#### TRY IT:
Hunt through the lines below for the string "arched" and copy each one that has it.

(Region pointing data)
___

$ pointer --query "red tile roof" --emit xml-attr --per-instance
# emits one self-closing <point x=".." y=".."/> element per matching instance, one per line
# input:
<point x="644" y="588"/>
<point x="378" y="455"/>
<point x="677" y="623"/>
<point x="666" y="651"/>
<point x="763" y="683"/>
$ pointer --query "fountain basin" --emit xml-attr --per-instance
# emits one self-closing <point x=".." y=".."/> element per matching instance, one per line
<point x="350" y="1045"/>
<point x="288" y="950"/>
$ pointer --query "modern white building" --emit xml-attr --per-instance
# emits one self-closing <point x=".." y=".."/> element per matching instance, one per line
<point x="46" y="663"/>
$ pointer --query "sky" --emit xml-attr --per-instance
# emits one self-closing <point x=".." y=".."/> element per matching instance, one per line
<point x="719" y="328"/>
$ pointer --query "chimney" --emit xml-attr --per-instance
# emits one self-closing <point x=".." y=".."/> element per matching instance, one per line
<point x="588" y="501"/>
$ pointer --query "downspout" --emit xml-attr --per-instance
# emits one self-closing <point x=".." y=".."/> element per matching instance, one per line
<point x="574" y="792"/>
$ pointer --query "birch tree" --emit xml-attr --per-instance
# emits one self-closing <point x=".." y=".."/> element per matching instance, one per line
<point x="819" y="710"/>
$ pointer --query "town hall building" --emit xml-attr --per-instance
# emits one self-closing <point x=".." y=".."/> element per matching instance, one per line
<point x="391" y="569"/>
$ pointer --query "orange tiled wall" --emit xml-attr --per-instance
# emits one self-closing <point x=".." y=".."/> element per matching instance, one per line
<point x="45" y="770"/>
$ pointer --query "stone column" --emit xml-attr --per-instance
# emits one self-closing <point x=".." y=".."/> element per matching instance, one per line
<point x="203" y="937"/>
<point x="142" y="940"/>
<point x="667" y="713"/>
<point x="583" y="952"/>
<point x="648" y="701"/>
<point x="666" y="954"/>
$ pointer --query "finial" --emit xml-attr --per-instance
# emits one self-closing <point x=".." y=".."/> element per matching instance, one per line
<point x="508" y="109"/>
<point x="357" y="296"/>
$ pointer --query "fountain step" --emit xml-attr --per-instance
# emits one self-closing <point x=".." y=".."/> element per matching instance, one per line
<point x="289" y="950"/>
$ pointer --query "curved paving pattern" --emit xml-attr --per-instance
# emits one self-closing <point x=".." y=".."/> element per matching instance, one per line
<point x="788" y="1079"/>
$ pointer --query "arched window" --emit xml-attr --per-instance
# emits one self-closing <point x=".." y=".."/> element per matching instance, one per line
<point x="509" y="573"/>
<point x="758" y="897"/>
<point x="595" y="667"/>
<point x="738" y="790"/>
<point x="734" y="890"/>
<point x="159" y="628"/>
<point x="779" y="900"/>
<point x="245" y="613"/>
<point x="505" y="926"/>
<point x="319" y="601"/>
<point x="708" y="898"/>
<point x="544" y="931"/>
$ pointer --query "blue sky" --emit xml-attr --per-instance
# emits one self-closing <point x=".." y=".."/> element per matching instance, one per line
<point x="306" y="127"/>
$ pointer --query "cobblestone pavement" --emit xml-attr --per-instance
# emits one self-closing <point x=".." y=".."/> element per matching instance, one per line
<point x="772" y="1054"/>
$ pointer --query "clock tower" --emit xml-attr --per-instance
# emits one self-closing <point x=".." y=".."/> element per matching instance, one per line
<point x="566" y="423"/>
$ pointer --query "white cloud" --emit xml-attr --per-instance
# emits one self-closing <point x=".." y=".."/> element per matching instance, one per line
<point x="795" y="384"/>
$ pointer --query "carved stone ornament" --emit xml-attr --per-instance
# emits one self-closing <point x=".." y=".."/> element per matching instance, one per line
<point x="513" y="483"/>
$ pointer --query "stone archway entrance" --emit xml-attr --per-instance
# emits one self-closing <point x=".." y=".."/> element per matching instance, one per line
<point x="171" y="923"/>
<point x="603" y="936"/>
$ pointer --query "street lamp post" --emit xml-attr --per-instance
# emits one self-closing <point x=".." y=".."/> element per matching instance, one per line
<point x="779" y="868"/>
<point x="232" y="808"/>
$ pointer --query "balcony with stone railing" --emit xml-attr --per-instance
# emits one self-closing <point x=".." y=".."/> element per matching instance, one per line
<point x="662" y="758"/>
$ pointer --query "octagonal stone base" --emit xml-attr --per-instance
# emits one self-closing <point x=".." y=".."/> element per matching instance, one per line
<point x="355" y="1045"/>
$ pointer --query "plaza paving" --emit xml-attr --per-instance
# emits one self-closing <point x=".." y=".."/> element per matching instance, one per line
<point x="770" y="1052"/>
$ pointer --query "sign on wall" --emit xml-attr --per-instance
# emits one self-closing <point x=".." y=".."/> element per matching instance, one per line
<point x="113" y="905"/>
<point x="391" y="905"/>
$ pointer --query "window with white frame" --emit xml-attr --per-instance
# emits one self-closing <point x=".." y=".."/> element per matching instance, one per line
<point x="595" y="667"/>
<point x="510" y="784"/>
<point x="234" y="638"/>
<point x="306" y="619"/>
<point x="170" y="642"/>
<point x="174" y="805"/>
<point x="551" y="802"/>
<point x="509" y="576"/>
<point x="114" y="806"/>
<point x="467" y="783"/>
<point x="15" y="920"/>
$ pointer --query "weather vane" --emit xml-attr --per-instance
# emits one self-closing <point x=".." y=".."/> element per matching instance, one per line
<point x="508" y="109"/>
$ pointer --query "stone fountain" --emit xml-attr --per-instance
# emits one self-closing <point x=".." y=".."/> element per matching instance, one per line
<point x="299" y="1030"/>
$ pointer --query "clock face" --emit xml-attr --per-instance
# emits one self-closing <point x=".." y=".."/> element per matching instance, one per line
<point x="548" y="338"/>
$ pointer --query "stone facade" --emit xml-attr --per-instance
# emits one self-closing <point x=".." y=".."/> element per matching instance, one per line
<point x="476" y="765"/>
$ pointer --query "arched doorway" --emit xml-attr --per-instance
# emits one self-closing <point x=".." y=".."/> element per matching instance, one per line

___

#### RESPONSE AREA:
$ pointer --query "arched window" --emit xml-attr --per-instance
$ pointer --query "arched doorway" --emit xml-attr --per-instance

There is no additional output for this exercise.